# START OF Dataset excerpts

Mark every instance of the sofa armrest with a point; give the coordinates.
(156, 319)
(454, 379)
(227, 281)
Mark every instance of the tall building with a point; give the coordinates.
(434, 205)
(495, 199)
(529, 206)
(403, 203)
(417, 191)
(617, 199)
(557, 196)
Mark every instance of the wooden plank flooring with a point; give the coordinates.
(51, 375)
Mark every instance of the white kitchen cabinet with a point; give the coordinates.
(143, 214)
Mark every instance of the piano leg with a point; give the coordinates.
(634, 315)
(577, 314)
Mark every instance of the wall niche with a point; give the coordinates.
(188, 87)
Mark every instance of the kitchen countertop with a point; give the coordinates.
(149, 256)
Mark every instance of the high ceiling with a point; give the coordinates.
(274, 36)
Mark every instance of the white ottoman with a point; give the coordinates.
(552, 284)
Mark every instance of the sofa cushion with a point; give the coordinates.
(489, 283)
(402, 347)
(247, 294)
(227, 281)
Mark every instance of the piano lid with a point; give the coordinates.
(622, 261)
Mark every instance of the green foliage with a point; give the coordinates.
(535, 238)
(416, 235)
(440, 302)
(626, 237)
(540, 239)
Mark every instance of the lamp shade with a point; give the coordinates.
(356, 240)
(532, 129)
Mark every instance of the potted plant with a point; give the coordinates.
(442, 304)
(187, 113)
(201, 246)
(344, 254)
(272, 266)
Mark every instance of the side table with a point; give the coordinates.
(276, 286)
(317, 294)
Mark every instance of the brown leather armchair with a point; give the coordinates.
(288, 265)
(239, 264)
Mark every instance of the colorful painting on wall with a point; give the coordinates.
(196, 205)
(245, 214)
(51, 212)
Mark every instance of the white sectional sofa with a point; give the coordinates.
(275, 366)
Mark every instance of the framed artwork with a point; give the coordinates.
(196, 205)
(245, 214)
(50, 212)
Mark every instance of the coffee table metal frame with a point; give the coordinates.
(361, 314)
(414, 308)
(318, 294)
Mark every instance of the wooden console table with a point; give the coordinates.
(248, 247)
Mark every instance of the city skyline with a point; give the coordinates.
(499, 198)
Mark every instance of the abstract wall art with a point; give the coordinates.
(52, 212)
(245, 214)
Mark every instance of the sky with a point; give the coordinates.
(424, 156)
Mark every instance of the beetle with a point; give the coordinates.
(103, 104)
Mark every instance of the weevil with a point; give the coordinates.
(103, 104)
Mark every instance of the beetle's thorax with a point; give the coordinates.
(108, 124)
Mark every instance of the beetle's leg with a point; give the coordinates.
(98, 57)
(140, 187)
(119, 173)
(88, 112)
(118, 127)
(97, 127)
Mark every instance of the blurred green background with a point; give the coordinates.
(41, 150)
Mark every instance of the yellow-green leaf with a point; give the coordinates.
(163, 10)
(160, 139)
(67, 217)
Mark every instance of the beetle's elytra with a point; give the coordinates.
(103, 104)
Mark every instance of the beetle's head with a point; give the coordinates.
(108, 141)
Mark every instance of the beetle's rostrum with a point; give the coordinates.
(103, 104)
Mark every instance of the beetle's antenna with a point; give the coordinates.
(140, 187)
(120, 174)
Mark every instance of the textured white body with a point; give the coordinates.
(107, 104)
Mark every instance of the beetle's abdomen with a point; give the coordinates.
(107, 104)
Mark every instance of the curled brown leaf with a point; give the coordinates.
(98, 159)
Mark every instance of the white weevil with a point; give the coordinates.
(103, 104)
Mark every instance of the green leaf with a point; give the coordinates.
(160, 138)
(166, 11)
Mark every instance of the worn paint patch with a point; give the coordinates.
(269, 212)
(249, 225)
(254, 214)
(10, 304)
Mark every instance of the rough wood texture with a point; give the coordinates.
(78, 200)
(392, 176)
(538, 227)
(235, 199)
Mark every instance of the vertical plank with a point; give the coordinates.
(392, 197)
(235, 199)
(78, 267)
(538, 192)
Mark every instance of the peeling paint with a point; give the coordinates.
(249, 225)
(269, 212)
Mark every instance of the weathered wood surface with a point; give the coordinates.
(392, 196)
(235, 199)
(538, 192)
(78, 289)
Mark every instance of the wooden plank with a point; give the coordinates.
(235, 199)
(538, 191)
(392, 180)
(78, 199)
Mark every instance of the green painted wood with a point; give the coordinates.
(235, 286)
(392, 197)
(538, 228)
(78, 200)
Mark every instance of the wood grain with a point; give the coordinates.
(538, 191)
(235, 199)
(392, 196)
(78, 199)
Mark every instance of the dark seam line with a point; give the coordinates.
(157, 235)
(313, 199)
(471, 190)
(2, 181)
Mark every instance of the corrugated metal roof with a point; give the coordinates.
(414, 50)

# END OF Dataset excerpts
# START OF Dataset excerpts

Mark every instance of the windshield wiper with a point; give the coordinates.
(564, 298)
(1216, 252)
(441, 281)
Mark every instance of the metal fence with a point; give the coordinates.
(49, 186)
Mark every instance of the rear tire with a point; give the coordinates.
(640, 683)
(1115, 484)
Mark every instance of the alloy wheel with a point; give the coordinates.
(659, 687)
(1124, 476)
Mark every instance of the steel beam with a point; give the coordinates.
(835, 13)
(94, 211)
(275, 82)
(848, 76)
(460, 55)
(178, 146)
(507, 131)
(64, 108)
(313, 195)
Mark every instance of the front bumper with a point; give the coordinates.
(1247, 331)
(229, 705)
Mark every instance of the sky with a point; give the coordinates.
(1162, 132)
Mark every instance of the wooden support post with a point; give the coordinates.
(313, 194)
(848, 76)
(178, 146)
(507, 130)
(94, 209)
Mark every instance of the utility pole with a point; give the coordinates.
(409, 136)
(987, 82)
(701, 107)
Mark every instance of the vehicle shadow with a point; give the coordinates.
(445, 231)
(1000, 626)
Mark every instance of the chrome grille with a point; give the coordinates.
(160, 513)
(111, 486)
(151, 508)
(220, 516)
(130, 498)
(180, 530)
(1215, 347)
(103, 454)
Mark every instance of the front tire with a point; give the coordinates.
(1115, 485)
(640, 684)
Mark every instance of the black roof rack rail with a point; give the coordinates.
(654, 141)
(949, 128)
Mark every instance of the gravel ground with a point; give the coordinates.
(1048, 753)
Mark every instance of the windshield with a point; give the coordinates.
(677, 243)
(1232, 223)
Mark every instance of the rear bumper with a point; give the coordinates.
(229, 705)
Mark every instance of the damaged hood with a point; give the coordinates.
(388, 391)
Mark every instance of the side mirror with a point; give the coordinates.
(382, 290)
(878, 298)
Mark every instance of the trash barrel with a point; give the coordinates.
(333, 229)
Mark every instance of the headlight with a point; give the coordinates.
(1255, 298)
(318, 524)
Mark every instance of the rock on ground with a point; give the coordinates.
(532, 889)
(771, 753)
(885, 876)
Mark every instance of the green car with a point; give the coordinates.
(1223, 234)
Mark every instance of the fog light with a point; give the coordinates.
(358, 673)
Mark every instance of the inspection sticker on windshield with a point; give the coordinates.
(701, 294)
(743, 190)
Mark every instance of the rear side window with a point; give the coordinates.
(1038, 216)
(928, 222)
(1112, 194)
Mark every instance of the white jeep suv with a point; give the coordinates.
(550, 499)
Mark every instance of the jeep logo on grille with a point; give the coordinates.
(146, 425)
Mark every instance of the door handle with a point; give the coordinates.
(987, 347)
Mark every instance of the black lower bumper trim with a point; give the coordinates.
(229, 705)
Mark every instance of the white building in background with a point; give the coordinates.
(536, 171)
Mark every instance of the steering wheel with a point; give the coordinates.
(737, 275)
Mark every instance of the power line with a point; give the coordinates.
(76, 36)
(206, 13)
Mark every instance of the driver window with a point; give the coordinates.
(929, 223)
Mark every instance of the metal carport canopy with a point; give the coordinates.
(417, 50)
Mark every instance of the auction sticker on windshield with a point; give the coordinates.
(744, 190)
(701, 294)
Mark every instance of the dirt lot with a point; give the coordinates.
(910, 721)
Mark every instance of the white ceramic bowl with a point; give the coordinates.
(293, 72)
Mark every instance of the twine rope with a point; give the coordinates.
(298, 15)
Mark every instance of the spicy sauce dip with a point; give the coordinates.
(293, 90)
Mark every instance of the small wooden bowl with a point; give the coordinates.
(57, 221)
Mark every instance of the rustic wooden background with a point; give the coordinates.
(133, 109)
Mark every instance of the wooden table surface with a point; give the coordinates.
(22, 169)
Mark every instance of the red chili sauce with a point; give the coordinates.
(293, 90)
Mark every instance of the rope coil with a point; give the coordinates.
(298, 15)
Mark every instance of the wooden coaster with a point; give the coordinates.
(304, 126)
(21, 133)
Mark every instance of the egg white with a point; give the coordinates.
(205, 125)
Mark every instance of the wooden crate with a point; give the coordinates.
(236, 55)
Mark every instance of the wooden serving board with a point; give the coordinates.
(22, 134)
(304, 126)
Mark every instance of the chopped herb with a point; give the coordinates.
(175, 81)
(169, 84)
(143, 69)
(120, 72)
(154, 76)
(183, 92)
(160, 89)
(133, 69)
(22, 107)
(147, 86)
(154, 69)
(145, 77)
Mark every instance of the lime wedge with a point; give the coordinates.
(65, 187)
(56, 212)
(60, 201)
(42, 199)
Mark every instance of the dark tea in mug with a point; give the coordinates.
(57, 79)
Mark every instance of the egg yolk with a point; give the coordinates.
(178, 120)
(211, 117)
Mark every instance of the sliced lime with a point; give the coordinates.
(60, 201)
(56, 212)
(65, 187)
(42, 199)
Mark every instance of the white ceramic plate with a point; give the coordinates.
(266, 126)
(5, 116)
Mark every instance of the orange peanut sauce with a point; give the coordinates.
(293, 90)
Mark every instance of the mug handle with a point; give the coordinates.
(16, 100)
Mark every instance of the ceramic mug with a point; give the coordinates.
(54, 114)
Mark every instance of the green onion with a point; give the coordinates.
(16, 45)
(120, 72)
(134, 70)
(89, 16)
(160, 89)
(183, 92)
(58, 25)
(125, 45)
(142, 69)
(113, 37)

# END OF Dataset excerpts

Aim: Please pull out each line of the items above that contains the word "beetle" and list those lines.

Full response:
Mark every instance of the beetle with a point; give the coordinates.
Mark every instance of the beetle's thorax with a point; give the coordinates.
Mark every instance of the beetle's leg with a point; give the coordinates.
Mark every instance of the beetle's elytra with a point; give the coordinates.
Mark every instance of the beetle's head with a point; give the coordinates.
Mark every instance of the beetle's rostrum with a point; give the coordinates.
Mark every instance of the beetle's antenna with a point; give the coordinates.
Mark every instance of the beetle's abdomen with a point; give the coordinates.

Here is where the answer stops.